REQUEST:
Show every line of the listing below that contains the word "tree". Treat uppercase and lowercase letters as different.

[Start RECORDS FOR THE TASK]

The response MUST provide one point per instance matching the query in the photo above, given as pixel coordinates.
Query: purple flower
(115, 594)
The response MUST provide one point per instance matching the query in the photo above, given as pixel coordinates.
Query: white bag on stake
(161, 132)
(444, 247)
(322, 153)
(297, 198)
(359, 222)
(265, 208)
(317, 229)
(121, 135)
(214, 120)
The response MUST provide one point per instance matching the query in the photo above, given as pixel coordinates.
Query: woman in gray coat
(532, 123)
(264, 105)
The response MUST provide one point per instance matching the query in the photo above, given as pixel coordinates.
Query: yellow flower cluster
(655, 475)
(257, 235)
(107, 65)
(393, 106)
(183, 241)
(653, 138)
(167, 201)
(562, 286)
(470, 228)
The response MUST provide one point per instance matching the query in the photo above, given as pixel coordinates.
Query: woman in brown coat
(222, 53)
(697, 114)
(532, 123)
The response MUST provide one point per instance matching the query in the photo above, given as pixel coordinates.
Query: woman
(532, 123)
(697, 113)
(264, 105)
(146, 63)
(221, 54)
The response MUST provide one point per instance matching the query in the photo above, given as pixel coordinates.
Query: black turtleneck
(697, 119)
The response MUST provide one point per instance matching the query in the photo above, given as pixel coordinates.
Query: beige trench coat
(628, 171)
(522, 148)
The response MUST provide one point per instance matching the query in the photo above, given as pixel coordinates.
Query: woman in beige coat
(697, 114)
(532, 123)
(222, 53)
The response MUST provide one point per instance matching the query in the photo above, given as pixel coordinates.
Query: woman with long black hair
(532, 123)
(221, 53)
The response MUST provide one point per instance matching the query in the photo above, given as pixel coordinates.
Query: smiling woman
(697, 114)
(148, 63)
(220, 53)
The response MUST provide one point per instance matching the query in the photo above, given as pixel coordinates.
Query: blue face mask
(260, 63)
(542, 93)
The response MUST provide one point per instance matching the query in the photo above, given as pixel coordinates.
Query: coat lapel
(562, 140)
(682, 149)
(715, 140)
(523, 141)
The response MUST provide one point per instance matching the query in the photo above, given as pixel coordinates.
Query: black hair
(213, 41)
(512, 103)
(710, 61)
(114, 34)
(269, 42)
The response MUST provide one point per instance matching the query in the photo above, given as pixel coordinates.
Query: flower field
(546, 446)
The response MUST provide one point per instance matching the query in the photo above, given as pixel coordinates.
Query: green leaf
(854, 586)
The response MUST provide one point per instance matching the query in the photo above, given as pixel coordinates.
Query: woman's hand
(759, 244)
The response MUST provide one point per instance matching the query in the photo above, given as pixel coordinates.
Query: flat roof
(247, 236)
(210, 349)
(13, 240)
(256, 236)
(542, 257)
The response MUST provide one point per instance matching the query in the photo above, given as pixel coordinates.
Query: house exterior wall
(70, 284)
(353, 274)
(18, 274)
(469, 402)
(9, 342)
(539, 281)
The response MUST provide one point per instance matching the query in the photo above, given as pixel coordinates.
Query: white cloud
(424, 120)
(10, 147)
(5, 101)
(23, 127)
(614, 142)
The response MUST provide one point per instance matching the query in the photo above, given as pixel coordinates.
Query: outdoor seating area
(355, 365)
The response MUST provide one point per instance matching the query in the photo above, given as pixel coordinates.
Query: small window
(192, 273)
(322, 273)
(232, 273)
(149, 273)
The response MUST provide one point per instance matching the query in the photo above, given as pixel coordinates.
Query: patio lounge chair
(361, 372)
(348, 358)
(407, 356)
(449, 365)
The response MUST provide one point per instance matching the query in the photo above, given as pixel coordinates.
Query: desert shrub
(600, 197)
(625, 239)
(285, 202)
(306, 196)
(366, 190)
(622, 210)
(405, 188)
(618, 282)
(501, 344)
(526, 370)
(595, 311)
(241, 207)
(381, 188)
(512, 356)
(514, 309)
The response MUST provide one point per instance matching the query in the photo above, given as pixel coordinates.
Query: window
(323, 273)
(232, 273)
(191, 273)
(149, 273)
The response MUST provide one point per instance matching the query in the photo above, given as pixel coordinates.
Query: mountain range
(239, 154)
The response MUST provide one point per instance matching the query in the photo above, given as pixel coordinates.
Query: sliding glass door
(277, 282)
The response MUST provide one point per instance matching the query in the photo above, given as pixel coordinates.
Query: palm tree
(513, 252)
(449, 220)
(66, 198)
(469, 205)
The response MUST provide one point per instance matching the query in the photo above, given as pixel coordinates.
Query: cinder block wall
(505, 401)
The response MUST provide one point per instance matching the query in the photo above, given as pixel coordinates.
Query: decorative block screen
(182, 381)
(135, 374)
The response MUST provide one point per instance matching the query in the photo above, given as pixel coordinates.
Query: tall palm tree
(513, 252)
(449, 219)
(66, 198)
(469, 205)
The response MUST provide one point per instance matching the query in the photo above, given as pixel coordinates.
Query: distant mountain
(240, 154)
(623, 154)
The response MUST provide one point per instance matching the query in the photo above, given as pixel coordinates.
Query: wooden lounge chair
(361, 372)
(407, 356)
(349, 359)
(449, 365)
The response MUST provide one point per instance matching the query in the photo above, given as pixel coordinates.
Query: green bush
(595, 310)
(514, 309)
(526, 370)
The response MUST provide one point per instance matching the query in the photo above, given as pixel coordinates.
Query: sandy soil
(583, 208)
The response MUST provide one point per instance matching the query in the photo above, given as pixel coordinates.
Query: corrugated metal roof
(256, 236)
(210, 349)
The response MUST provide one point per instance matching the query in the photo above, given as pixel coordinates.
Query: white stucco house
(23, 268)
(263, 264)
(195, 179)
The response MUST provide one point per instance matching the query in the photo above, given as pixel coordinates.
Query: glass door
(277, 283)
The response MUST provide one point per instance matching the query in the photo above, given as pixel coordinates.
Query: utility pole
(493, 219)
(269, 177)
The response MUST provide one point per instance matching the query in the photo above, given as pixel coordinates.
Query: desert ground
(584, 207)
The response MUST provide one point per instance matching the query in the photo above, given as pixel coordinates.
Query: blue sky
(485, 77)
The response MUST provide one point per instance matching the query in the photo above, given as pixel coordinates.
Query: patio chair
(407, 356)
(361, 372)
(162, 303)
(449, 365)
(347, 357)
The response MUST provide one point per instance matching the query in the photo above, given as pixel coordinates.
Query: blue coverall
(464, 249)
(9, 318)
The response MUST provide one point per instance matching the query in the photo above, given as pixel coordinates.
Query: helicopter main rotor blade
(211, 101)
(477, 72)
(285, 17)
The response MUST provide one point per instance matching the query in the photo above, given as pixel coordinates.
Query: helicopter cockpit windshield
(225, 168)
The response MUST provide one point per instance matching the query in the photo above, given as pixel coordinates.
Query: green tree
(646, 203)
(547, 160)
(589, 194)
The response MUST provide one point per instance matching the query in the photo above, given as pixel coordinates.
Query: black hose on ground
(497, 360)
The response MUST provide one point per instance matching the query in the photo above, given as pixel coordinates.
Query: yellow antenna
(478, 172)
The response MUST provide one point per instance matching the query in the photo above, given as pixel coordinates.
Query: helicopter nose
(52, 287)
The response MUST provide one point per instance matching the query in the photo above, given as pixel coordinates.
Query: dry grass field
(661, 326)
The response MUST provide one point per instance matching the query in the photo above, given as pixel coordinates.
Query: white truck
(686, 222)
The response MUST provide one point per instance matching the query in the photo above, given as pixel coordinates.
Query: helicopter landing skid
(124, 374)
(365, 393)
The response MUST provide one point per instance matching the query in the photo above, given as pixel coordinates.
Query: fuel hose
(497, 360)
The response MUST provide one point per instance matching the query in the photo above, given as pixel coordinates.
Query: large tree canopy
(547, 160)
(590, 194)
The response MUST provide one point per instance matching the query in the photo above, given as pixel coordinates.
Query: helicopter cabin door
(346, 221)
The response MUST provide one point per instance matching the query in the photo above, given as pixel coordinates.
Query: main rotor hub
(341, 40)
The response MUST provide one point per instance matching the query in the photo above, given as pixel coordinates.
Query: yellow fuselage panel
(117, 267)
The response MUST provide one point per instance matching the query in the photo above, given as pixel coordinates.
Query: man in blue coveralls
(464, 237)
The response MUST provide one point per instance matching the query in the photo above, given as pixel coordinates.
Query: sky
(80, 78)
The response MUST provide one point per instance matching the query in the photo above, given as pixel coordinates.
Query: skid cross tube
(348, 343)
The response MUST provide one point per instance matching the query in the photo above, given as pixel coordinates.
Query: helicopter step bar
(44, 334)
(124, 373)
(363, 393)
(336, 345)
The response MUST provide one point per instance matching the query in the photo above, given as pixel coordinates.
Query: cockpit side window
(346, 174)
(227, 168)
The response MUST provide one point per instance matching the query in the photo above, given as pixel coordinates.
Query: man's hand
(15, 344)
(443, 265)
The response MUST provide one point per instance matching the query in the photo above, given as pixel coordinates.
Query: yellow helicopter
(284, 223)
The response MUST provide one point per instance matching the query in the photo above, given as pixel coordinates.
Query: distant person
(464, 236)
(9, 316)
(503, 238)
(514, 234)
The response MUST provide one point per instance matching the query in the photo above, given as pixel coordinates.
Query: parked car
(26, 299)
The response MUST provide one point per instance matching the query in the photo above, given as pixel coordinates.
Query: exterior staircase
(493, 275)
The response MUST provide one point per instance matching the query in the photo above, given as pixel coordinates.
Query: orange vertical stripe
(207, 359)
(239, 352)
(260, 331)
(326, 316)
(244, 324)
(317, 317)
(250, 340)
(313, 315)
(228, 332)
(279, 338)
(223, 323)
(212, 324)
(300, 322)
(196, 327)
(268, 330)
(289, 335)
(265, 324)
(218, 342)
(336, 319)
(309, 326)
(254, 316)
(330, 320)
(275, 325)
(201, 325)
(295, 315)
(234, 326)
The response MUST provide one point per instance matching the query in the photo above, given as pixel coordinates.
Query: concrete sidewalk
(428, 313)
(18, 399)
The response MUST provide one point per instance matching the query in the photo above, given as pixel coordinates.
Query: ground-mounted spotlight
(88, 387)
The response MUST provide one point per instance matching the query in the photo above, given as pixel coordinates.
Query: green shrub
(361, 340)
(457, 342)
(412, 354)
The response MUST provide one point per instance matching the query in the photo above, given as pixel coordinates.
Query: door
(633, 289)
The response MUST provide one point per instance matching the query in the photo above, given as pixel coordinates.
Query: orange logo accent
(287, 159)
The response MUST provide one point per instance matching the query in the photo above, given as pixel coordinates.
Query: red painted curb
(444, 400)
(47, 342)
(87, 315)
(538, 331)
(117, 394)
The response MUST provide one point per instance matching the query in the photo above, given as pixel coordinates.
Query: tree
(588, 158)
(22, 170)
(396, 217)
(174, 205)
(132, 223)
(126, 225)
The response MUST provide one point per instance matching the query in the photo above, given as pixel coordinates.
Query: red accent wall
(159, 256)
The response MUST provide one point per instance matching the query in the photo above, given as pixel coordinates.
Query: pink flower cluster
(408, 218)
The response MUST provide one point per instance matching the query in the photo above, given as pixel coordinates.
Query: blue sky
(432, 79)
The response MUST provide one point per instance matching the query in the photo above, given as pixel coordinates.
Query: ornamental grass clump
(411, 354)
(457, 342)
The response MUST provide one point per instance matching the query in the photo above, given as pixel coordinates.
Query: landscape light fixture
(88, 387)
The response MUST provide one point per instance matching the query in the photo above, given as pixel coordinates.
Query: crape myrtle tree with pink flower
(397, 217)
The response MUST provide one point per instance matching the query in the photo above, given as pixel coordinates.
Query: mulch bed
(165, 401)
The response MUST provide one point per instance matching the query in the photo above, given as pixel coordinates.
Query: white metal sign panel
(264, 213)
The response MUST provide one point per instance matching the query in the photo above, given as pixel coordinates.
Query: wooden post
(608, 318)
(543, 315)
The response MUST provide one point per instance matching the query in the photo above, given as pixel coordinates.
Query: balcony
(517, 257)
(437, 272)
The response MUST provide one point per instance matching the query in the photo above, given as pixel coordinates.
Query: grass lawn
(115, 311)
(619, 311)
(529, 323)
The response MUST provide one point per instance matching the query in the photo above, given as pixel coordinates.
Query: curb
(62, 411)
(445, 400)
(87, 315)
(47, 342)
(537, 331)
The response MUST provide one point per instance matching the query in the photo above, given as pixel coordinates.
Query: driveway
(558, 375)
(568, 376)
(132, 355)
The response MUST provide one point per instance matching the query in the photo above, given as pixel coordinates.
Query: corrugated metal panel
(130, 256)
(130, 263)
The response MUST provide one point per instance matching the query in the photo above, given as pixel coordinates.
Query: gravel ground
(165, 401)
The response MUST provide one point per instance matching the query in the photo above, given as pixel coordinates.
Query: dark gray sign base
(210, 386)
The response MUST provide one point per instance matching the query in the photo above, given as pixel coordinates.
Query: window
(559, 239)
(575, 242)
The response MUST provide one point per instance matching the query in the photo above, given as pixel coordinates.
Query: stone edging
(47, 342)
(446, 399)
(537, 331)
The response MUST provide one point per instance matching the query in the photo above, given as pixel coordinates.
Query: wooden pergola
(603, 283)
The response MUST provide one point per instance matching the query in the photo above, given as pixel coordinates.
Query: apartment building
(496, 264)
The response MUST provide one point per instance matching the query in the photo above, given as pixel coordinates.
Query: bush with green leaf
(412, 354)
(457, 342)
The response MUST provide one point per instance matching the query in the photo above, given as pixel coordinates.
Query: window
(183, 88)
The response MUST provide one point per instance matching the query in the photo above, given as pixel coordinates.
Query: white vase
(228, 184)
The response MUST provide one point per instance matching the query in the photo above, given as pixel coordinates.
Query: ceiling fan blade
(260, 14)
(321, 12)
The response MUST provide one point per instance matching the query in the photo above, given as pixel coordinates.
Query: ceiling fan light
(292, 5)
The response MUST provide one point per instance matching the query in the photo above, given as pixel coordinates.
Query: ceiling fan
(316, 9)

[End RECORDS FOR THE TASK]

SOLUTION BELOW:
Query: palm tree
Query: tall palm tree
Query: green tree
Query: large tree canopy
Query: tree
Query: crape myrtle tree with pink flower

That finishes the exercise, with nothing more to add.